- _GIVEN TASK A_: Duplicate the part of the truck collision problem that starts at "Please show all" and ends at "striking the car?".
- _GIVEN TASK B_: In the truck collision problem, what kinetic coefficient of friction did the investigating officer measure between the wreckage and the road?

- _PASSAGE PROVIDED_:
3. (24 points) A speeding truck, with a mass of 1200 kg, slams into the back of

Question

3. (24 points) A speeding truck, with a mass of 1200 kg, slams into the back of a stationary car, with a mass of 1000 kg, at a stop light. The two vehicles slide together, eventually coming to rest 40 m from the point of impact. In addition to measuring the length of the skid mark after the collision, the investigating officer measured the static and kinetic coefficients of friction between the wreckage and the road to be 0.45 and 0.35, respectively.
Please show all work and explain answers, I have a final coming up! Thanks :]

a. What is velocity of the truck and car immediately after the collision?


b. What is the velocity of the truck just before striking the car?


c. How much thermal energy is generated in this collision?

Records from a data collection
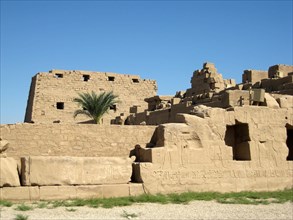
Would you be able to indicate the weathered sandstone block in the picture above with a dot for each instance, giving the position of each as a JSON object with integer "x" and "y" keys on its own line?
{"x": 46, "y": 171}
{"x": 8, "y": 172}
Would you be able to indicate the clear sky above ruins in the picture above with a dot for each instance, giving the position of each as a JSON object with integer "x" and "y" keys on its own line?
{"x": 161, "y": 40}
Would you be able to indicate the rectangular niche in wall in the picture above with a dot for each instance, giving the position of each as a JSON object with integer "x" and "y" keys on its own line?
{"x": 237, "y": 136}
{"x": 60, "y": 105}
{"x": 113, "y": 107}
{"x": 86, "y": 77}
{"x": 58, "y": 75}
{"x": 289, "y": 142}
{"x": 111, "y": 78}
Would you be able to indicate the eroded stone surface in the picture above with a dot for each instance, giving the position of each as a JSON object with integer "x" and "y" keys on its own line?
{"x": 8, "y": 172}
{"x": 227, "y": 151}
{"x": 46, "y": 171}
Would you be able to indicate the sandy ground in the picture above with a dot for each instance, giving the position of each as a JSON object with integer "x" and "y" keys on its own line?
{"x": 194, "y": 210}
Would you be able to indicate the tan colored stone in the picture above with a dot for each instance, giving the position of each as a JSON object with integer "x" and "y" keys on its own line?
{"x": 117, "y": 190}
{"x": 45, "y": 171}
{"x": 20, "y": 193}
{"x": 8, "y": 172}
{"x": 285, "y": 101}
{"x": 57, "y": 106}
{"x": 3, "y": 145}
{"x": 58, "y": 192}
{"x": 271, "y": 102}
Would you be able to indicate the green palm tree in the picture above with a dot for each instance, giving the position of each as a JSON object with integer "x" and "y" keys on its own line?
{"x": 95, "y": 106}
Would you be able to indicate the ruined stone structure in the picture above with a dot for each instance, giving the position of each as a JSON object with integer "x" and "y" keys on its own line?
{"x": 51, "y": 94}
{"x": 215, "y": 136}
{"x": 210, "y": 89}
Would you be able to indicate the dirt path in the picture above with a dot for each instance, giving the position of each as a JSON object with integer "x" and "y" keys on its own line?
{"x": 194, "y": 210}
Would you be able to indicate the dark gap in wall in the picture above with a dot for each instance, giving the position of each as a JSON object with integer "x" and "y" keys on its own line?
{"x": 237, "y": 136}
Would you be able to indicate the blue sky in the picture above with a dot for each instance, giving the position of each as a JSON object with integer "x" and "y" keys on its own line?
{"x": 161, "y": 40}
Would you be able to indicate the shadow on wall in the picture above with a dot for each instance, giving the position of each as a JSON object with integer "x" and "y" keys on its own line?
{"x": 237, "y": 136}
{"x": 289, "y": 141}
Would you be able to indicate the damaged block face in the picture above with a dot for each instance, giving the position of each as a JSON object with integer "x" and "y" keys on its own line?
{"x": 8, "y": 172}
{"x": 46, "y": 171}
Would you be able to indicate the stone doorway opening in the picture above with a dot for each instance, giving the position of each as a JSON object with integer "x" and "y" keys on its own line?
{"x": 289, "y": 141}
{"x": 237, "y": 136}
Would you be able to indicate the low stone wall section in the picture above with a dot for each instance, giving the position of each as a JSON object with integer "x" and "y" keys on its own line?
{"x": 82, "y": 140}
{"x": 35, "y": 193}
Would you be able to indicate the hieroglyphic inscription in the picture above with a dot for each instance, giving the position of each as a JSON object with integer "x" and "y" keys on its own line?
{"x": 216, "y": 173}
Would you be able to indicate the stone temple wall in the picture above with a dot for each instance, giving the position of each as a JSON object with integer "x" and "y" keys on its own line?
{"x": 243, "y": 149}
{"x": 82, "y": 140}
{"x": 51, "y": 94}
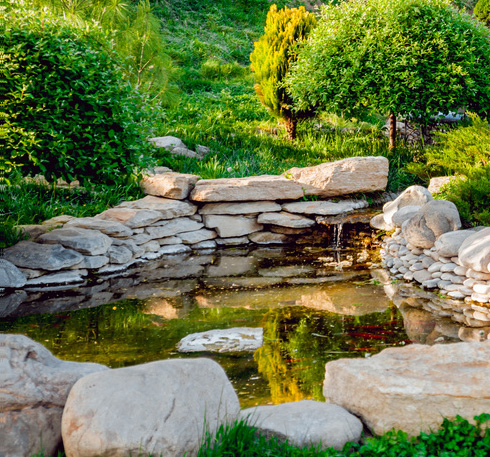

- _OUTPUT A_:
Please show all work and explain answers, I have a final coming up! Thanks :]

a. What is velocity of the truck and car immediately after the collision?


b. What is the velocity of the truck just before striking the car?

- _OUTPUT B_: 0.35